▸ **WHAT YOU SHOULD DO**
Can you render every line of the data below as a Markdown table with two columns, Row for the line number and Content for the line itself, skipping any blank lines?

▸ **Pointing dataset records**
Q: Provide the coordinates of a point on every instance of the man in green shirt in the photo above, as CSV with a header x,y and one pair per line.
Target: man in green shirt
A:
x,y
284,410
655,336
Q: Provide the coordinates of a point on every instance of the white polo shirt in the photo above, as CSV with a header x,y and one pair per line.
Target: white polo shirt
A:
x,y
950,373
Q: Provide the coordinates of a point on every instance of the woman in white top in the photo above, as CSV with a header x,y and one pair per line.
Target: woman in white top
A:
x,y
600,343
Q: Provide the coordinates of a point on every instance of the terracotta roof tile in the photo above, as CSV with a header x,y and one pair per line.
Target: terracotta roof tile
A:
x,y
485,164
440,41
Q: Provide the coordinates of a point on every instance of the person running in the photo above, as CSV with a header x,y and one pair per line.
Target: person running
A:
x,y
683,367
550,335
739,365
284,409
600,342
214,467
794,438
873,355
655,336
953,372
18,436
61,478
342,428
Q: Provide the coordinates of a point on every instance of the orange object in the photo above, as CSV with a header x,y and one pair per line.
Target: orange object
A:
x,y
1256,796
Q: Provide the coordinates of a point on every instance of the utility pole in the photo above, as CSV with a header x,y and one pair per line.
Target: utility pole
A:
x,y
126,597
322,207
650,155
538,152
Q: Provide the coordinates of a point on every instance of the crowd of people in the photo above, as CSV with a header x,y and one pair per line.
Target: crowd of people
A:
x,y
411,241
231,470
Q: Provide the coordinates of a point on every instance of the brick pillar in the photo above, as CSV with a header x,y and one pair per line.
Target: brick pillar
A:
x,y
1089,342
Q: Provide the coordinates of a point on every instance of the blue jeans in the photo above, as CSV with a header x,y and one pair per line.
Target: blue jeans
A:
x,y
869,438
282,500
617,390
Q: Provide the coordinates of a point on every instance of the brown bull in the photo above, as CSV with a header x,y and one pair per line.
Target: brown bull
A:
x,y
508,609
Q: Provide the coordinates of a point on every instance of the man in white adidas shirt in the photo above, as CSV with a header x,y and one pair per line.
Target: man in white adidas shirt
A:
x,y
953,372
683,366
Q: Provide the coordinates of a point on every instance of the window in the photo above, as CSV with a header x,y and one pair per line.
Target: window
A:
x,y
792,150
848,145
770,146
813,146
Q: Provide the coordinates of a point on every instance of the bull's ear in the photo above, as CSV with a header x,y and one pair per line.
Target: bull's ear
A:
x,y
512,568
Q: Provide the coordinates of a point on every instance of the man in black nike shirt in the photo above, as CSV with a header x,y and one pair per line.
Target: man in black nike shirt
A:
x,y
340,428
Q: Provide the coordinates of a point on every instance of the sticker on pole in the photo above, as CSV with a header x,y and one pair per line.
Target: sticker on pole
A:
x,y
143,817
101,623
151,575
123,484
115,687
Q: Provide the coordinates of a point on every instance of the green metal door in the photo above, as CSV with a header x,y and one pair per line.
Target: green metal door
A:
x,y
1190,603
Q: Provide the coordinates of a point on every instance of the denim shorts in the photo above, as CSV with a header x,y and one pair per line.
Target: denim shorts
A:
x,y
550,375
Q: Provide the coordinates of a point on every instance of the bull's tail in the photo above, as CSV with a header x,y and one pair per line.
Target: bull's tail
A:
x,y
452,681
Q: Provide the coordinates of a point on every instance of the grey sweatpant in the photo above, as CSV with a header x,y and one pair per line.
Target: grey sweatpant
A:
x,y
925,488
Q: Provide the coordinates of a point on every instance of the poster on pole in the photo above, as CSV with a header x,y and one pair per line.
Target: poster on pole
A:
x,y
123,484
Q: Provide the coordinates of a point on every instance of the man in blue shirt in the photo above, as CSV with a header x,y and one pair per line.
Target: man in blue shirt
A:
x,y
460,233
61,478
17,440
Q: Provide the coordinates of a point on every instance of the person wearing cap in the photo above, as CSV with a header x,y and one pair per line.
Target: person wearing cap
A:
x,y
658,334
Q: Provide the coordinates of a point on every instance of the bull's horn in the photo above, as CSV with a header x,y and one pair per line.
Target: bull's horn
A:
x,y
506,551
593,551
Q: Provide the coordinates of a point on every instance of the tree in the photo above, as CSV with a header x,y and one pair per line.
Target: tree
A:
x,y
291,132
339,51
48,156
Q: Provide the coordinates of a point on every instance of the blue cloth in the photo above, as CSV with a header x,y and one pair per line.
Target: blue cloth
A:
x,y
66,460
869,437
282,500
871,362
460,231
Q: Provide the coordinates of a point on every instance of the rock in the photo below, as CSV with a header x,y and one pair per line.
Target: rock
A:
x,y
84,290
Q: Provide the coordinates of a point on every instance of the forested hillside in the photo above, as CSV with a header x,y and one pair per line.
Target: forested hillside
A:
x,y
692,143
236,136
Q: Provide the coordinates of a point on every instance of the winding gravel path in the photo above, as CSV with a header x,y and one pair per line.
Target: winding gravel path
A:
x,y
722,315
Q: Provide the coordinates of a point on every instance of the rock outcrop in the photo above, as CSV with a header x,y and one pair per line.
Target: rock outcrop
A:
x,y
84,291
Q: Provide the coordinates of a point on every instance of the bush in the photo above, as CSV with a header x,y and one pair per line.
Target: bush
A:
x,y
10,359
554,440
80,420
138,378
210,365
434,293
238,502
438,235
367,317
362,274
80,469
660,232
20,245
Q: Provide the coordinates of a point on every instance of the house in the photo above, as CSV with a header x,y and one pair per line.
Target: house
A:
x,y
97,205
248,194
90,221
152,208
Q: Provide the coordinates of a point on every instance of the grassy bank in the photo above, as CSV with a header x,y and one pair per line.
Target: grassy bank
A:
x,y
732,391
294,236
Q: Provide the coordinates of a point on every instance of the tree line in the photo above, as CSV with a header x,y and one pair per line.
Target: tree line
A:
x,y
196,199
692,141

▸ **RESULT**
| Row | Content |
|---|---|
| 1 | Q: Provide the coordinates of a point on every instance of the man in green shirt in the photo above, as CSV with a header x,y and one pair per line. |
| 2 | Target: man in green shirt |
| 3 | A: |
| 4 | x,y |
| 5 | 284,410 |
| 6 | 655,336 |
| 7 | Q: Provide the coordinates of a point on every instance of the white polo shirt in the photo above, as CSV with a header x,y and one pair per line. |
| 8 | Target: white polo shirt |
| 9 | A: |
| 10 | x,y |
| 11 | 950,373 |
| 12 | Q: Provide the coordinates of a point on every instance of the woman in white top in the photo above, as CSV with a header x,y and one pair per line. |
| 13 | Target: woman in white top |
| 14 | A: |
| 15 | x,y |
| 16 | 600,343 |
| 17 | Q: Provide the coordinates of a point on every instance of the terracotta roof tile in the photo above, as CSV with a header x,y and one pair per line. |
| 18 | Target: terracotta roof tile |
| 19 | A: |
| 20 | x,y |
| 21 | 485,164 |
| 22 | 440,41 |
| 23 | Q: Provide the coordinates of a point on every instance of the person running in the photo above, as CSV with a header x,y and one pair per line. |
| 24 | Target: person running |
| 25 | A: |
| 26 | x,y |
| 27 | 683,367 |
| 28 | 550,335 |
| 29 | 739,365 |
| 30 | 284,409 |
| 31 | 600,342 |
| 32 | 214,467 |
| 33 | 794,438 |
| 34 | 873,355 |
| 35 | 655,336 |
| 36 | 953,372 |
| 37 | 18,436 |
| 38 | 61,478 |
| 39 | 342,428 |
| 40 | Q: Provide the coordinates of a point on every instance of the orange object in the photo above, as CSV with a header x,y and one pair per line. |
| 41 | Target: orange object |
| 42 | A: |
| 43 | x,y |
| 44 | 1256,796 |
| 45 | Q: Provide the coordinates of a point on every instance of the utility pole in the photo above, as CSV with a header x,y and one pair per line. |
| 46 | Target: utility pole |
| 47 | A: |
| 48 | x,y |
| 49 | 126,597 |
| 50 | 322,207 |
| 51 | 650,155 |
| 52 | 538,152 |
| 53 | Q: Provide the coordinates of a point on every instance of the crowd of people in the photo above, as CSV with a header x,y and one pair per line. |
| 54 | Target: crowd of people |
| 55 | A: |
| 56 | x,y |
| 57 | 411,241 |
| 58 | 231,470 |
| 59 | Q: Provide the coordinates of a point on every instance of the brick pillar in the photo above, as CSV with a header x,y and one pair per line. |
| 60 | Target: brick pillar |
| 61 | A: |
| 62 | x,y |
| 63 | 1089,342 |
| 64 | Q: Provide the coordinates of a point on every instance of the blue jeans in the photo above, as CSV with a header x,y and one pair per line. |
| 65 | Target: blue jeans |
| 66 | A: |
| 67 | x,y |
| 68 | 869,438 |
| 69 | 282,500 |
| 70 | 617,390 |
| 71 | Q: Provide the coordinates of a point on every instance of the brown bull in the photo above, as CSV with a header x,y and one pair per line. |
| 72 | Target: brown bull |
| 73 | A: |
| 74 | x,y |
| 75 | 508,609 |
| 76 | Q: Provide the coordinates of a point on every instance of the man in white adidas shirt in the photo above, as CSV with a header x,y and one pair per line. |
| 77 | Target: man in white adidas shirt |
| 78 | A: |
| 79 | x,y |
| 80 | 953,372 |
| 81 | 683,366 |
| 82 | Q: Provide the coordinates of a point on every instance of the window in the photo above, as CSV with a header x,y and one pair per line. |
| 83 | Target: window |
| 84 | A: |
| 85 | x,y |
| 86 | 792,150 |
| 87 | 848,145 |
| 88 | 770,146 |
| 89 | 813,146 |
| 90 | Q: Provide the coordinates of a point on every instance of the bull's ear in the photo above, as CSV with a header x,y and one pair per line. |
| 91 | Target: bull's ear |
| 92 | A: |
| 93 | x,y |
| 94 | 512,568 |
| 95 | Q: Provide the coordinates of a point on every instance of the man in black nike shirt in the photo above, as CSV with a header x,y and one pair per line. |
| 96 | Target: man in black nike shirt |
| 97 | A: |
| 98 | x,y |
| 99 | 340,428 |
| 100 | Q: Provide the coordinates of a point on every instance of the sticker on pole in the photo above, as CSV with a header x,y and one pair per line. |
| 101 | Target: sticker on pole |
| 102 | A: |
| 103 | x,y |
| 104 | 143,817 |
| 105 | 101,623 |
| 106 | 151,575 |
| 107 | 123,484 |
| 108 | 115,687 |
| 109 | Q: Provide the coordinates of a point on every instance of the green metal door in the photo above, as CSV with a header x,y and one pair per line. |
| 110 | Target: green metal door |
| 111 | A: |
| 112 | x,y |
| 113 | 1190,603 |
| 114 | Q: Provide the coordinates of a point on every instance of the denim shorts in the photo above, as CSV with a header x,y and one pair per line. |
| 115 | Target: denim shorts |
| 116 | A: |
| 117 | x,y |
| 118 | 550,375 |
| 119 | Q: Provide the coordinates of a point on every instance of the bull's tail in the photo above, as CSV with a header x,y and one pair per line. |
| 120 | Target: bull's tail |
| 121 | A: |
| 122 | x,y |
| 123 | 452,681 |
| 124 | Q: Provide the coordinates of a point on every instance of the grey sweatpant in the photo above, as CSV with a header x,y and one pair per line. |
| 125 | Target: grey sweatpant |
| 126 | A: |
| 127 | x,y |
| 128 | 925,488 |
| 129 | Q: Provide the coordinates of a point on every instance of the poster on pole in the photo above, as CSV with a header x,y and one pair per line. |
| 130 | Target: poster on pole |
| 131 | A: |
| 132 | x,y |
| 133 | 123,484 |
| 134 | Q: Provide the coordinates of a point on every instance of the man in blue shirt in the photo above, as CSV with a header x,y and one pair per line. |
| 135 | Target: man in blue shirt |
| 136 | A: |
| 137 | x,y |
| 138 | 460,233 |
| 139 | 61,478 |
| 140 | 17,440 |
| 141 | Q: Provide the coordinates of a point on every instance of the person wearing cap in the photo above, as CSV with a header x,y and one pair per line. |
| 142 | Target: person wearing cap |
| 143 | A: |
| 144 | x,y |
| 145 | 658,334 |
| 146 | Q: Provide the coordinates of a point on every instance of the bull's horn in the photo above, as CSV with a header x,y and one pair per line. |
| 147 | Target: bull's horn |
| 148 | A: |
| 149 | x,y |
| 150 | 506,551 |
| 151 | 593,551 |
| 152 | Q: Provide the coordinates of a point on every instance of the tree in the photo above, as CSV with a header x,y and one pair per line. |
| 153 | Target: tree |
| 154 | A: |
| 155 | x,y |
| 156 | 291,132 |
| 157 | 339,51 |
| 158 | 48,156 |
| 159 | Q: Provide the coordinates of a point on every instance of the blue cloth in the photo above, as CSV with a header x,y and one pair per line. |
| 160 | Target: blue cloth |
| 161 | A: |
| 162 | x,y |
| 163 | 66,460 |
| 164 | 869,437 |
| 165 | 282,500 |
| 166 | 871,362 |
| 167 | 460,231 |
| 168 | Q: Provide the coordinates of a point on every instance of the rock in the photo below, as CSV with a header x,y and one pair per line. |
| 169 | Target: rock |
| 170 | A: |
| 171 | x,y |
| 172 | 84,290 |
| 173 | Q: Provide the coordinates of a point on every instance of the forested hillside in the photo above, as CSV with a header x,y and one pair per line. |
| 174 | Target: forested hillside |
| 175 | A: |
| 176 | x,y |
| 177 | 692,143 |
| 178 | 236,136 |
| 179 | Q: Provide the coordinates of a point on every instance of the winding gravel path in the photo above, as CSV with a header x,y and one pair per line. |
| 180 | Target: winding gravel path |
| 181 | A: |
| 182 | x,y |
| 183 | 722,315 |
| 184 | Q: Provide the coordinates of a point on every instance of the rock outcrop in the photo above, as CSV with a header x,y and one pair per line. |
| 185 | Target: rock outcrop |
| 186 | A: |
| 187 | x,y |
| 188 | 84,291 |
| 189 | Q: Provide the coordinates of a point on every instance of the bush in the photo above, as CSV with a header x,y and one pair per line. |
| 190 | Target: bush |
| 191 | A: |
| 192 | x,y |
| 193 | 10,359 |
| 194 | 554,440 |
| 195 | 80,420 |
| 196 | 138,378 |
| 197 | 210,365 |
| 198 | 434,293 |
| 199 | 238,502 |
| 200 | 438,235 |
| 201 | 367,317 |
| 202 | 362,274 |
| 203 | 80,469 |
| 204 | 660,232 |
| 205 | 20,245 |
| 206 | Q: Provide the coordinates of a point on every instance of the house in the photo above, as CSV with a header x,y and one pair per line. |
| 207 | Target: house |
| 208 | A: |
| 209 | x,y |
| 210 | 97,205 |
| 211 | 248,194 |
| 212 | 90,221 |
| 213 | 152,208 |
| 214 | Q: Provide the coordinates of a point on every instance of the grassy bank in the photo above, as CSV with a header x,y and one pair per line. |
| 215 | Target: grassy bank |
| 216 | A: |
| 217 | x,y |
| 218 | 732,391 |
| 219 | 294,236 |
| 220 | Q: Provide the coordinates of a point on every instance of the tree line in the photo above, as CSV with a header x,y and one pair per line. |
| 221 | Target: tree line |
| 222 | A: |
| 223 | x,y |
| 224 | 196,199 |
| 225 | 692,141 |